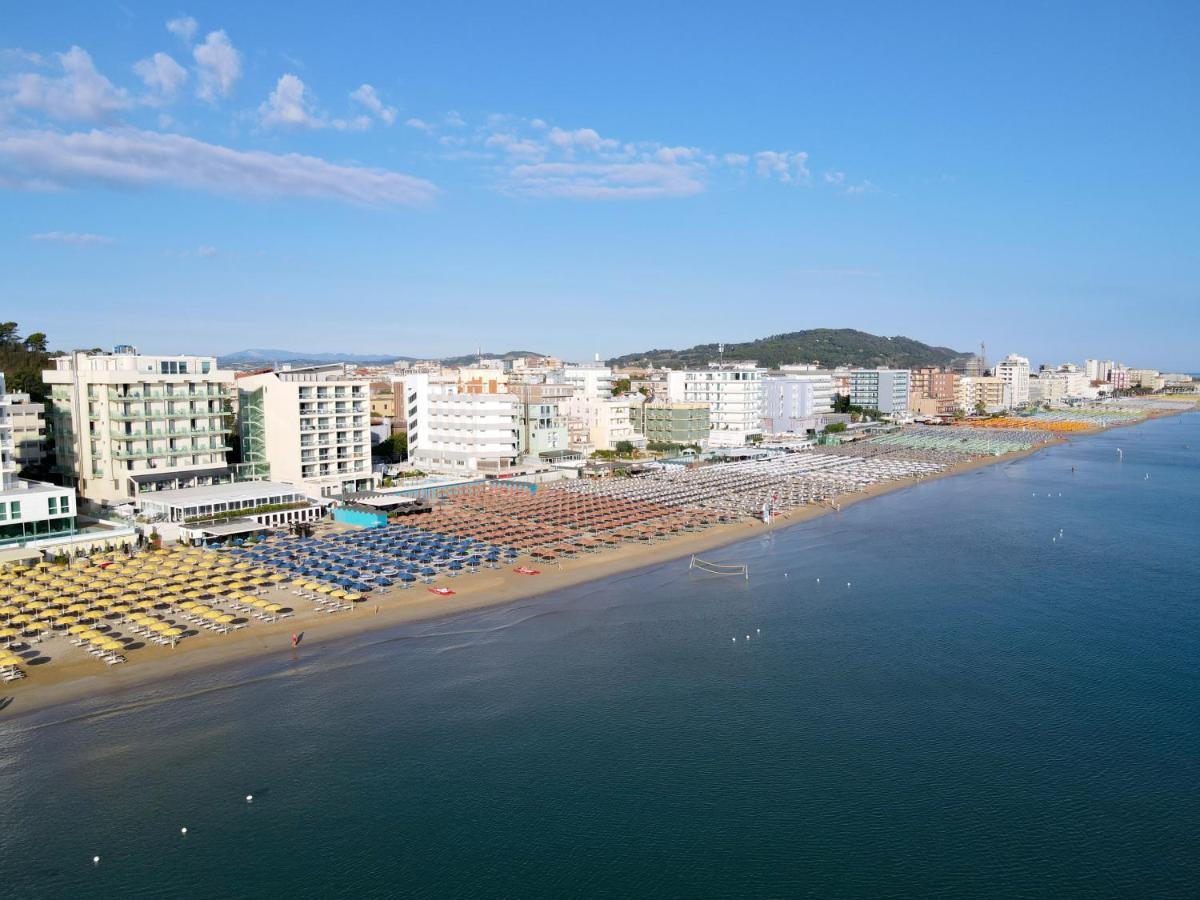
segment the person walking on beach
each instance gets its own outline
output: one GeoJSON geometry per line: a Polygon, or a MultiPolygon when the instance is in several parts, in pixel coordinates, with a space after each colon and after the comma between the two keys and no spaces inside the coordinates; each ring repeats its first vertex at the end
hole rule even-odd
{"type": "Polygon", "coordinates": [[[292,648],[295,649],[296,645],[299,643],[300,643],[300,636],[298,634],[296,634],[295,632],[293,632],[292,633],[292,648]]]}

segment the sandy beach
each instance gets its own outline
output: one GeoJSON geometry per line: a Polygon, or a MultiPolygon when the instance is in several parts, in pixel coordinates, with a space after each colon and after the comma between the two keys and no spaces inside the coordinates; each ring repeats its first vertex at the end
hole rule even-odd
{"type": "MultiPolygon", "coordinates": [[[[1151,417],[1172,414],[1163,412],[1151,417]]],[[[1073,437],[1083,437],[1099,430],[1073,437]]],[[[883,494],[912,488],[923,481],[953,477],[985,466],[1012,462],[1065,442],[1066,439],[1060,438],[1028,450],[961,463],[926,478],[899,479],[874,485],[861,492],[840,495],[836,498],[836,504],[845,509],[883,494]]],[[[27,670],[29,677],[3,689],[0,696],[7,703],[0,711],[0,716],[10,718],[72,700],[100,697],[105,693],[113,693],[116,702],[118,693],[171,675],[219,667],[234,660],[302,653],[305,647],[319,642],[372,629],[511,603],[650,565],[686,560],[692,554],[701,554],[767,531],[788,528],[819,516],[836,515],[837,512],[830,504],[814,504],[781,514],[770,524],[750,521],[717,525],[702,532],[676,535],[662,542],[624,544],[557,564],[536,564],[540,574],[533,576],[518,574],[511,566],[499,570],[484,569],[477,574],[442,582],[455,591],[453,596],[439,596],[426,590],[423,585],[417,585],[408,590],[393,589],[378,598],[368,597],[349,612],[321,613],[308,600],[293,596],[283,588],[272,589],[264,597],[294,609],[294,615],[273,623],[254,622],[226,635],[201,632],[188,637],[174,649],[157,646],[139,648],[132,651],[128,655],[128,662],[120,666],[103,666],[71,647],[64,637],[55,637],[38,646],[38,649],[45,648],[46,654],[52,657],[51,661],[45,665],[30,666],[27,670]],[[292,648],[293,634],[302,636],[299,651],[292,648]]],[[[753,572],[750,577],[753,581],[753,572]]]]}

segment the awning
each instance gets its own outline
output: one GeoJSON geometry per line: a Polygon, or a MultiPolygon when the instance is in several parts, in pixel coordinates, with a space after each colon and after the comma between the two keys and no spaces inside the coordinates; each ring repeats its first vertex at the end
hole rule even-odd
_ _ _ _ _ _ _
- _TASK STATEMENT_
Your task is an exact printout of the records above, with no pictures.

- _OUTPUT OF THE EXERCISE_
segment the person walking on beach
each instance gets its own outline
output: one GeoJSON geometry per line: a Polygon, or a MultiPolygon when the instance is in several parts, in pixel coordinates, with a space after each colon and after the comma between the two keys and no spaces inside the coordinates; each ring repeats its first vertex at the end
hole rule even-odd
{"type": "Polygon", "coordinates": [[[292,648],[295,649],[296,645],[299,643],[300,643],[300,636],[298,634],[296,634],[295,632],[293,632],[292,633],[292,648]]]}

segment the sandy beach
each instance gets its own outline
output: one GeoJSON geometry per line: a Polygon, or a MultiPolygon when the instance is in several parts, in pixel coordinates, with a space after each colon and after the comma between the two keys and no spaces inside the coordinates; each ring repeats its first vertex at the end
hole rule even-odd
{"type": "MultiPolygon", "coordinates": [[[[1151,417],[1172,414],[1163,412],[1151,417]]],[[[1073,437],[1083,437],[1099,430],[1073,437]]],[[[883,494],[912,488],[923,481],[953,477],[985,466],[1012,462],[1065,442],[1066,439],[1060,438],[1028,450],[961,463],[926,478],[899,479],[874,485],[861,492],[840,495],[836,498],[836,504],[845,509],[883,494]]],[[[27,670],[29,677],[3,689],[0,696],[7,703],[0,711],[0,716],[10,718],[72,700],[100,697],[105,693],[113,693],[116,702],[118,693],[171,675],[219,667],[234,660],[302,653],[305,647],[319,642],[372,629],[511,603],[650,565],[686,560],[692,554],[701,554],[767,531],[788,528],[819,516],[836,515],[837,512],[830,504],[814,504],[781,514],[770,524],[750,521],[717,525],[702,532],[676,535],[662,542],[624,544],[557,564],[536,564],[540,574],[533,576],[518,574],[511,566],[499,570],[484,569],[477,574],[442,582],[455,591],[453,596],[439,596],[426,590],[423,585],[417,585],[408,590],[393,589],[378,598],[368,597],[349,612],[321,613],[308,600],[293,596],[283,588],[272,589],[264,597],[294,609],[294,615],[273,623],[254,622],[226,635],[201,632],[188,637],[174,649],[157,646],[139,648],[132,651],[128,655],[128,662],[120,666],[103,666],[71,647],[64,637],[55,637],[38,646],[38,649],[45,648],[46,654],[52,657],[51,661],[45,665],[30,666],[27,670]],[[292,648],[293,634],[302,636],[299,651],[292,648]]],[[[753,572],[750,577],[753,581],[753,572]]]]}

segment the awning
each instance gets its own outline
output: one GeoJSON geometry per line: a Polygon, or a MultiPolygon when the instance is in several parts, in pixel coordinates, with a space after each colon and after the comma between the two keys and no spaces inside the coordinates; each ring repeats its first vertex at the end
hole rule even-odd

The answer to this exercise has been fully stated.